Activity: Please filter the data down to the lines that include the word "below" and copy them.

Records for this exercise:
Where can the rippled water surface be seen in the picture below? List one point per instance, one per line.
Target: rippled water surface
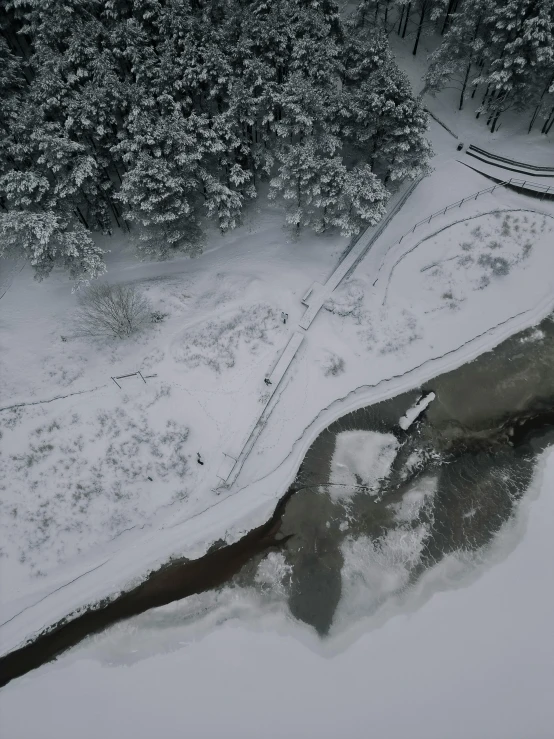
(380, 506)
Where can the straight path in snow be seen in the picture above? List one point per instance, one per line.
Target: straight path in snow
(314, 299)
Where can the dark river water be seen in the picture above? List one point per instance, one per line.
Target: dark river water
(374, 505)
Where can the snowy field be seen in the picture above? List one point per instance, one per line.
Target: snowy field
(469, 654)
(77, 496)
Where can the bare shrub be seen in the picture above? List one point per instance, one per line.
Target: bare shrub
(333, 366)
(112, 310)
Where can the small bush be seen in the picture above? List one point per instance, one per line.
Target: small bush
(333, 366)
(112, 310)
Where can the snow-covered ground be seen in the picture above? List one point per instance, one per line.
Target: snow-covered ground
(221, 336)
(80, 516)
(468, 654)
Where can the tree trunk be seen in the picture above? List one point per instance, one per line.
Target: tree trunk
(420, 26)
(401, 19)
(483, 101)
(447, 16)
(408, 6)
(464, 85)
(537, 109)
(548, 123)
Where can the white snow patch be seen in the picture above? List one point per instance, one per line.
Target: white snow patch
(360, 458)
(415, 411)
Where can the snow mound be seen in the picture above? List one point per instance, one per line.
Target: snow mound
(220, 344)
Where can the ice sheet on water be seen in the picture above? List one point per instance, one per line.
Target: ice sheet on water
(360, 458)
(415, 411)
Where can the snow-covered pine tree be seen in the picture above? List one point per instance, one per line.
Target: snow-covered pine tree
(461, 49)
(49, 240)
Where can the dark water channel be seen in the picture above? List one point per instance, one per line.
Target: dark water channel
(406, 498)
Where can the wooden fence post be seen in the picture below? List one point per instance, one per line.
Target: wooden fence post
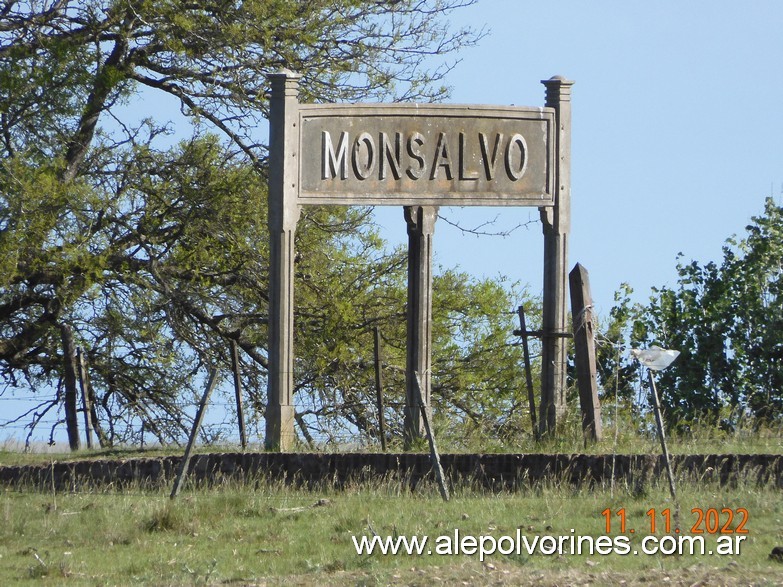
(584, 346)
(531, 399)
(86, 399)
(238, 393)
(379, 388)
(426, 420)
(183, 465)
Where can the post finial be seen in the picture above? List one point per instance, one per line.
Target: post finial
(558, 89)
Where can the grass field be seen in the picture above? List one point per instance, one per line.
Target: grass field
(266, 533)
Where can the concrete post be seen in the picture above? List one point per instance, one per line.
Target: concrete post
(421, 227)
(283, 216)
(556, 224)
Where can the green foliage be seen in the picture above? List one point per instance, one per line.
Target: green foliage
(727, 322)
(266, 533)
(155, 254)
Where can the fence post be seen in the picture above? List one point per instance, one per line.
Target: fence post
(183, 465)
(584, 347)
(238, 393)
(86, 399)
(379, 387)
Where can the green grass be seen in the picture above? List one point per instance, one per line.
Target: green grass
(262, 532)
(628, 441)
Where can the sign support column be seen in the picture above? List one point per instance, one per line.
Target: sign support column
(421, 228)
(283, 216)
(556, 224)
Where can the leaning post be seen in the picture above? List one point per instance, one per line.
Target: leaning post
(283, 216)
(556, 225)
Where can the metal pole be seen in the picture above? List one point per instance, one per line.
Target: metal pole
(183, 466)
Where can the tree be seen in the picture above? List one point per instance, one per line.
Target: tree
(153, 255)
(726, 320)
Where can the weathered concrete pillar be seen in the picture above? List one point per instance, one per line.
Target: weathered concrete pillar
(283, 216)
(556, 224)
(421, 227)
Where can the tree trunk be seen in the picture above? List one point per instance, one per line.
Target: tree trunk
(69, 382)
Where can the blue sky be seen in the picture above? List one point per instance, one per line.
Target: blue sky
(677, 131)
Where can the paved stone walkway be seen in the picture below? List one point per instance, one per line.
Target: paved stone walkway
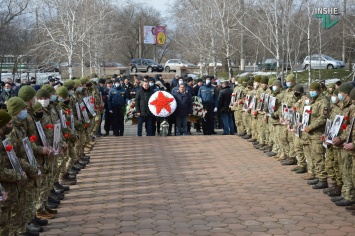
(192, 185)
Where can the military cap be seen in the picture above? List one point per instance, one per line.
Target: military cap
(36, 106)
(345, 88)
(298, 88)
(276, 82)
(69, 84)
(62, 92)
(15, 105)
(4, 118)
(257, 78)
(291, 78)
(43, 93)
(264, 80)
(331, 85)
(26, 93)
(314, 86)
(49, 88)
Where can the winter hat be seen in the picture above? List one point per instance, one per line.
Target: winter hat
(4, 118)
(26, 93)
(345, 88)
(62, 92)
(314, 86)
(49, 88)
(36, 106)
(264, 80)
(257, 78)
(291, 78)
(276, 83)
(352, 94)
(69, 84)
(15, 105)
(43, 93)
(298, 88)
(331, 85)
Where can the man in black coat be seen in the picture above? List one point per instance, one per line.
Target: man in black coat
(224, 100)
(142, 109)
(183, 109)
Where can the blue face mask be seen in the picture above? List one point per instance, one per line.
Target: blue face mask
(22, 115)
(313, 94)
(53, 98)
(334, 99)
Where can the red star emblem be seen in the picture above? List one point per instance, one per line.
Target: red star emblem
(162, 102)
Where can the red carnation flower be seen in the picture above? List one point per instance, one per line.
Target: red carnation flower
(33, 138)
(49, 126)
(9, 148)
(343, 126)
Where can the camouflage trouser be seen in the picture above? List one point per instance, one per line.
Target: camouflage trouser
(317, 156)
(239, 121)
(254, 127)
(348, 189)
(332, 167)
(70, 157)
(17, 220)
(30, 201)
(5, 212)
(274, 132)
(262, 126)
(299, 150)
(246, 122)
(282, 140)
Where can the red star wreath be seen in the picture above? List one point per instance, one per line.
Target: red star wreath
(162, 104)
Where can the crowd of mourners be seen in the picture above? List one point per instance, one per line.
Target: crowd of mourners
(45, 132)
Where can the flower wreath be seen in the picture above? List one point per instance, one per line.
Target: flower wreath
(162, 104)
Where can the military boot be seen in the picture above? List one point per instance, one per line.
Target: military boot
(336, 191)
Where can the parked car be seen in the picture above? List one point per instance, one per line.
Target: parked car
(321, 61)
(145, 65)
(271, 64)
(211, 64)
(112, 64)
(174, 64)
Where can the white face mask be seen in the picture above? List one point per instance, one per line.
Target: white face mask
(44, 102)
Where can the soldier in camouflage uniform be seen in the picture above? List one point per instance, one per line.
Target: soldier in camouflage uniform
(13, 182)
(315, 129)
(347, 110)
(274, 120)
(332, 157)
(288, 139)
(27, 195)
(261, 121)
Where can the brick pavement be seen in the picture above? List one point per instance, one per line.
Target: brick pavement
(192, 185)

Written reply:
Where can the rippled water surface be seen in the picture below? List one point per instance, one per line.
Where can the wooden fence post be seen in the picture below? List one point per instance, one per line.
Where can the paved stone walkway be seen in the picture below? List one point per instance, one per line.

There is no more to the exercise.